## [Instructions for the task]
Go to the line in the data below that contains "Query: tall tower". Write it out exactly, along with every later line through the last, and nothing else.

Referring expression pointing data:
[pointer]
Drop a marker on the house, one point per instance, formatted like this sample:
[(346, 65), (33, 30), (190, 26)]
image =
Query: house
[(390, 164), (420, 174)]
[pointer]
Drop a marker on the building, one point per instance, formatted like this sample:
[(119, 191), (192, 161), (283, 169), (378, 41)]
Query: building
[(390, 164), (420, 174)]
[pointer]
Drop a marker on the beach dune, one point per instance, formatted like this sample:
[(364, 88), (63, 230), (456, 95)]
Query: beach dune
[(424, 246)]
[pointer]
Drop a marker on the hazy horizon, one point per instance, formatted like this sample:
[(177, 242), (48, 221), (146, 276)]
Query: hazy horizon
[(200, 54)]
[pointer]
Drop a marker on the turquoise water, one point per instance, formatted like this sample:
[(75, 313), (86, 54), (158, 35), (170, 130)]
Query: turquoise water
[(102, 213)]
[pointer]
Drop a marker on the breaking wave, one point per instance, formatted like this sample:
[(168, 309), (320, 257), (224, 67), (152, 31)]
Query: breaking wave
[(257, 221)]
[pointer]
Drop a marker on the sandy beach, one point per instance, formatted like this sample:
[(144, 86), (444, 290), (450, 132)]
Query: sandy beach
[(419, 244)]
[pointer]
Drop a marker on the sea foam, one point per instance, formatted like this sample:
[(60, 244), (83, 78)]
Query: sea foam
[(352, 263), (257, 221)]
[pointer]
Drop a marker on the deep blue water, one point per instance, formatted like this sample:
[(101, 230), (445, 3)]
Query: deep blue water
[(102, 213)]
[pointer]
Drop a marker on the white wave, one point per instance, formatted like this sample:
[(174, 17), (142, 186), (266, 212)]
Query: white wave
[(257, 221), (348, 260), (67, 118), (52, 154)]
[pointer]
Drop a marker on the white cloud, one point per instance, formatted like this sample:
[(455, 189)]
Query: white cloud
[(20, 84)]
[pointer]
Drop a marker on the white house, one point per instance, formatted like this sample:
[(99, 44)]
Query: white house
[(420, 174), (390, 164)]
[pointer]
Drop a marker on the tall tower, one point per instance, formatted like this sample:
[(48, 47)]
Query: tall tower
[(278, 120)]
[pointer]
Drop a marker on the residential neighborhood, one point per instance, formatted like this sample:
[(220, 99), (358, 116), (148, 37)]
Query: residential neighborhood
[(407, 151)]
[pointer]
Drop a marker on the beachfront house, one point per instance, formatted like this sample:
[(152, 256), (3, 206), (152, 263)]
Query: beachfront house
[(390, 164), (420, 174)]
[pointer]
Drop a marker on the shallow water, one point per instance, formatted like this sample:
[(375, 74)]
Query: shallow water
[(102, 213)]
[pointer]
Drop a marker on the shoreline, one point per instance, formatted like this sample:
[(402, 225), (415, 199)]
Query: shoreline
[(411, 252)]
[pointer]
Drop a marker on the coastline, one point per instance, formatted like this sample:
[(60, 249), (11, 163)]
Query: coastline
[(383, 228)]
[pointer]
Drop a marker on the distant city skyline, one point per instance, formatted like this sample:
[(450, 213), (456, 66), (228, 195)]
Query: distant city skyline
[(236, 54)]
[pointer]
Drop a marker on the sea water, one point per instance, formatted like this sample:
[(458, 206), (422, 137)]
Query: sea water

## [Answer box]
Query: tall tower
[(278, 120)]
[pointer]
Drop a marker on the residential neighborhood, one point per instance, formatted like this sample:
[(220, 99), (358, 116), (148, 37)]
Query: residential neighborhood
[(407, 151)]
[pointer]
Drop a marker on the beachfront house, one point per instance, formatted like this sample:
[(152, 256), (3, 206), (152, 263)]
Query: beachfront house
[(390, 164), (420, 174)]
[pointer]
Drop a marker on the shallow water, one point per instance, formatted like this sample:
[(375, 74)]
Query: shallow water
[(102, 213)]
[pointer]
Drop a marker on the shoreline, one point per instance, formatted like this sample:
[(402, 225), (415, 199)]
Query: shoreline
[(411, 252)]
[pointer]
Drop a marker on the coastline, one point per instance, formatted like this sample:
[(60, 249), (11, 163)]
Query: coastline
[(383, 228)]
[pointer]
Drop a marker on the distant city skyline, one point per instance, formatted like this sample:
[(450, 213), (456, 66), (228, 195)]
Query: distant city skyline
[(236, 54)]
[pointer]
Drop a marker on the sea water, one point per instance, formatted like this sample:
[(458, 206), (422, 137)]
Query: sea water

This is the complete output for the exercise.